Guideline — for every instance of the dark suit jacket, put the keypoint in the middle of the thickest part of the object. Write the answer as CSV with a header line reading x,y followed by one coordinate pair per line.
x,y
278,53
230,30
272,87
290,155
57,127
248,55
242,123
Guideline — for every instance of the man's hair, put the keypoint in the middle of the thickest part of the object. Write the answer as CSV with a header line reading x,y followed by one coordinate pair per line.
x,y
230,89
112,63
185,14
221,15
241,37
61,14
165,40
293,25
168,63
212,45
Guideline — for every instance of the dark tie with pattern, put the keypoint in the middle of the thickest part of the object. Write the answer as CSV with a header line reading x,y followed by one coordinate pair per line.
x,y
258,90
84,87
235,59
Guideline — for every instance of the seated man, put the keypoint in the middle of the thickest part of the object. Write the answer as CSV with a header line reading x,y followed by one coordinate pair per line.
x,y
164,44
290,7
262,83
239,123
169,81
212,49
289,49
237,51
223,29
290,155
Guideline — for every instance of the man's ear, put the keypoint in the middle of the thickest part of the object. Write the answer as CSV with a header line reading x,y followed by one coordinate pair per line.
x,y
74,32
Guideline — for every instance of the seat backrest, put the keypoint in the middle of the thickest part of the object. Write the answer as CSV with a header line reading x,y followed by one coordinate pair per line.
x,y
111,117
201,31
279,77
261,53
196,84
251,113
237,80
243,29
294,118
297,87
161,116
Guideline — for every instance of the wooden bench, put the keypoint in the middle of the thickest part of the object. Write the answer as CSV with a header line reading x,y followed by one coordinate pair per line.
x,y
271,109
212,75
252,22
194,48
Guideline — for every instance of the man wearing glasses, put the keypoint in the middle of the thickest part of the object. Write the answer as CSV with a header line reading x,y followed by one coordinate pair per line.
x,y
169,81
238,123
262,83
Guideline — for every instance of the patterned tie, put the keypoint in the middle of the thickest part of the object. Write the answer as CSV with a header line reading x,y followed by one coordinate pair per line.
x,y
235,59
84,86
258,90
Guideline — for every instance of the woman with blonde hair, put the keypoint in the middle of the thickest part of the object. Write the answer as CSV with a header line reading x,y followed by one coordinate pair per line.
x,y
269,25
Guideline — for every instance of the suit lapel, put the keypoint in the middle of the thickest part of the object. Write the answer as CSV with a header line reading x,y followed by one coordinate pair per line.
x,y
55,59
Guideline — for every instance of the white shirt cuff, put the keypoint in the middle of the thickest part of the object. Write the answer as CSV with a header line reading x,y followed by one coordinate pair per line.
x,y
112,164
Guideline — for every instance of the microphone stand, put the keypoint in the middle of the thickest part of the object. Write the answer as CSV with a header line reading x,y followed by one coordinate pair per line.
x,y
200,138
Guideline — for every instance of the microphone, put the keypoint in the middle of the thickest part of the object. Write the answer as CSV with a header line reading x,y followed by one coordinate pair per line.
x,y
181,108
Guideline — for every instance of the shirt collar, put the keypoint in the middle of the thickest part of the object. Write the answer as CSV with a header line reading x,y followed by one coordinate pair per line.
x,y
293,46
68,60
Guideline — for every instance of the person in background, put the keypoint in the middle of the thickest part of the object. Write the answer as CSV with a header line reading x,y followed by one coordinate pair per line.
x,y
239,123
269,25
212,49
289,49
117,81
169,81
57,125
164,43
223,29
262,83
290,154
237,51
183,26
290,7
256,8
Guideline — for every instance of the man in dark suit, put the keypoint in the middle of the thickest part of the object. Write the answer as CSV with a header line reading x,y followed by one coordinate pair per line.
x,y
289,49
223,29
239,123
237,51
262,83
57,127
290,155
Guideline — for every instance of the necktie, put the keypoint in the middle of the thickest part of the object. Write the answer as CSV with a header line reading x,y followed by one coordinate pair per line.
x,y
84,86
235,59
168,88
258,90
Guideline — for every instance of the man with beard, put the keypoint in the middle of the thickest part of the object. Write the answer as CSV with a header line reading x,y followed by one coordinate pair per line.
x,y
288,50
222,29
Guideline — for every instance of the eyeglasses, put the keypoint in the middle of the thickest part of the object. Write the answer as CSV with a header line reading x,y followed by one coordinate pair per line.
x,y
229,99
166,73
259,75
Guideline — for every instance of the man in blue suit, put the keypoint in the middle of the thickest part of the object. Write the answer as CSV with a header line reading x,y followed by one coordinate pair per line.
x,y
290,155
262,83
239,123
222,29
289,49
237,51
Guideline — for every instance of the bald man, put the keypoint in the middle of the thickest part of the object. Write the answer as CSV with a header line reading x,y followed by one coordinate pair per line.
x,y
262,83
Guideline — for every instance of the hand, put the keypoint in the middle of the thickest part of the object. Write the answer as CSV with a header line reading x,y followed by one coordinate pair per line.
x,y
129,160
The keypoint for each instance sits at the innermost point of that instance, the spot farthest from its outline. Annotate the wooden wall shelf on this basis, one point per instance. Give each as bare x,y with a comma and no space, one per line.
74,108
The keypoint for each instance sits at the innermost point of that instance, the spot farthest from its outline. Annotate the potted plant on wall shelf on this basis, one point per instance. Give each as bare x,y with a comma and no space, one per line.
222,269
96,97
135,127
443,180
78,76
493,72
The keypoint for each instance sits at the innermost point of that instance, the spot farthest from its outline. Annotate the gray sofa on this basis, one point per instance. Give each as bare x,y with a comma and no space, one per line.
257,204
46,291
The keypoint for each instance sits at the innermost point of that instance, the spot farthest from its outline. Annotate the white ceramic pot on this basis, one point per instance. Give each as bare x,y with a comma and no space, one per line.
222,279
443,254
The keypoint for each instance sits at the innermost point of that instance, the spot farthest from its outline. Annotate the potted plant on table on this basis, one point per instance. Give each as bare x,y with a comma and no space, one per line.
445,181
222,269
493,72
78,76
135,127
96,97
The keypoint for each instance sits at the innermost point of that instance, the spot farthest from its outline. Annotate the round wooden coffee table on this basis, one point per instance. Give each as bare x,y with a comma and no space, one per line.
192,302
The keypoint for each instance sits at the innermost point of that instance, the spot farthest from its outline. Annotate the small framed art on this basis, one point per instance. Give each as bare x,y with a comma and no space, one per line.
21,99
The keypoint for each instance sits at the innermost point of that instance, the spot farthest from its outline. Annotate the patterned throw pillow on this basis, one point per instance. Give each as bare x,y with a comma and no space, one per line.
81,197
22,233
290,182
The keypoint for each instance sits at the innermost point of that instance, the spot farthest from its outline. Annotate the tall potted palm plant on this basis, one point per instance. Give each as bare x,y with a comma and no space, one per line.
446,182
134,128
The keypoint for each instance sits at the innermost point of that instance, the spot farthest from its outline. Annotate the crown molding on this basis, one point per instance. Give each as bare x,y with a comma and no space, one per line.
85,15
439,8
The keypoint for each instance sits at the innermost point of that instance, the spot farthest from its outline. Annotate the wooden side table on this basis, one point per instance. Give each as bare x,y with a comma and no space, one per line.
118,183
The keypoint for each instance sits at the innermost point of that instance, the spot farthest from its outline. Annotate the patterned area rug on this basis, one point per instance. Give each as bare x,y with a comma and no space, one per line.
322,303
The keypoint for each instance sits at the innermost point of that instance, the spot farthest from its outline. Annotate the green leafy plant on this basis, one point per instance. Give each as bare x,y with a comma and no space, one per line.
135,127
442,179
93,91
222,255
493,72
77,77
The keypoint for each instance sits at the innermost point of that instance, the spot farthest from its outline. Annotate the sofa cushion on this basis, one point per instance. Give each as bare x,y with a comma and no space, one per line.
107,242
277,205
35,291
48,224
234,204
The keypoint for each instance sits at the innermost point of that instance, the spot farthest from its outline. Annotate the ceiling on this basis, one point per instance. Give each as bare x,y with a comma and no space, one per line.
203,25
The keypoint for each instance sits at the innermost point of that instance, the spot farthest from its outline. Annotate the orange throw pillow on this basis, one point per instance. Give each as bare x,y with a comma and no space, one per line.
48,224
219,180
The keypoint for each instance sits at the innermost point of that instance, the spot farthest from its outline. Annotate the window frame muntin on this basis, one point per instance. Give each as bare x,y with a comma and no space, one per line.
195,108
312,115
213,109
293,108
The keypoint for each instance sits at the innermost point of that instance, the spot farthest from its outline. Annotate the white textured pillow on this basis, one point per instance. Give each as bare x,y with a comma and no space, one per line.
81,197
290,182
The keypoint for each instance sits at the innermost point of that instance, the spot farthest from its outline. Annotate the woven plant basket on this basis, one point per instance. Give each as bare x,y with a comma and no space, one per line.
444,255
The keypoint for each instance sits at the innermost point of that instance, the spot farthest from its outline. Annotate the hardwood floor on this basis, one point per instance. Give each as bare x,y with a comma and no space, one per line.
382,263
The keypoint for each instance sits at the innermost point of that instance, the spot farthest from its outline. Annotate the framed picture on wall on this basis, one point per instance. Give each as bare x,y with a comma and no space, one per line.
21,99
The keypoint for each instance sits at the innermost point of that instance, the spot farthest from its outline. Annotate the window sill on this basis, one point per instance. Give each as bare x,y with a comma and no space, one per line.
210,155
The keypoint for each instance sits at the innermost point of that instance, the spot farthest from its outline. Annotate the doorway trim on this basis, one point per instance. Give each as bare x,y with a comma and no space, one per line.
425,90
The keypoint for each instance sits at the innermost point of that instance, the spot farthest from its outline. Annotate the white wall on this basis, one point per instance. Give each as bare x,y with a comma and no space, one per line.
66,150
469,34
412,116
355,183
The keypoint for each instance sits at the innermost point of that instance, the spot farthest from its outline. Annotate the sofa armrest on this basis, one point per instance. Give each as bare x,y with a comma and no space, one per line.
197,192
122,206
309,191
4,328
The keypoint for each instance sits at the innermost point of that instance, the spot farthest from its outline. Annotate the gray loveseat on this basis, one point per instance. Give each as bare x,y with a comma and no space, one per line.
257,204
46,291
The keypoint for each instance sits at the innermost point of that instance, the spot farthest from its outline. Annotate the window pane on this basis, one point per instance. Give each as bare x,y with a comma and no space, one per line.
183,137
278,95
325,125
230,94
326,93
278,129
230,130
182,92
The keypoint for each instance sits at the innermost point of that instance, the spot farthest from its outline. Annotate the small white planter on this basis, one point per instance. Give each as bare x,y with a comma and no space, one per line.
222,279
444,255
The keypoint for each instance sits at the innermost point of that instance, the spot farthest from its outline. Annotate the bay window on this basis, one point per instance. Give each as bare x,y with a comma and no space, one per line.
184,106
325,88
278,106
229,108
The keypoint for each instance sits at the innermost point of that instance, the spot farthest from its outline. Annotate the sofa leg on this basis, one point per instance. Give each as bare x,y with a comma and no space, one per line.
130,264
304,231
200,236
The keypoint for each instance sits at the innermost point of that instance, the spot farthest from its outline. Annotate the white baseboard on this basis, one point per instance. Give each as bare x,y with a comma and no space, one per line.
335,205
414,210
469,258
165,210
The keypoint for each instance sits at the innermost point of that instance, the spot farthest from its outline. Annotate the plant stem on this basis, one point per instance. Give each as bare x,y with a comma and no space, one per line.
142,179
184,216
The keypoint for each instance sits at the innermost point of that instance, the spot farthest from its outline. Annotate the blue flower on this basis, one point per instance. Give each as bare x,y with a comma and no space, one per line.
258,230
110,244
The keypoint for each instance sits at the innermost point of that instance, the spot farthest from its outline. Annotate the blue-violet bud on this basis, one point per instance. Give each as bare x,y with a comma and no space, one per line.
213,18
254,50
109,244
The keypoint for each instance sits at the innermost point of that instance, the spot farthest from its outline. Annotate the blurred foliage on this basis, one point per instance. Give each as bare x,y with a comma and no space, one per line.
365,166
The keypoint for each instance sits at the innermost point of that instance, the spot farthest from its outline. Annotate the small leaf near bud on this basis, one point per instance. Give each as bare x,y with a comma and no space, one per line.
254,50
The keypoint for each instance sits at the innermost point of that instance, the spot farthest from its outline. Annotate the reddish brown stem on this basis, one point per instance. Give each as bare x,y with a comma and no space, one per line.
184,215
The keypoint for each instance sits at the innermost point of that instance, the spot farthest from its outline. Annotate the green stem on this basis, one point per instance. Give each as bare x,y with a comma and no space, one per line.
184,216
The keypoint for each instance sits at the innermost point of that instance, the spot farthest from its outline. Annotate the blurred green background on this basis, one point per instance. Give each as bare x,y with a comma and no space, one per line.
= = = =
Starting at the line that contains "the green stem", copy each line exactly through the end of the listing above. Include that first line and the last one, and add nothing.

The keypoint for each instance sits at the innermost point of that instance, the spot farthest from its outline. Annotate the green stem on this basis, one point per instance. Give each as bare x,y with a comma and no space, one per line.
184,216
The keypoint for each instance sits at the innermost point of that instance, the spot farthest from its outline. Annotate the blurred green background on this basis, one point per instance. Give each as bare x,y with a comma and no space, one per line.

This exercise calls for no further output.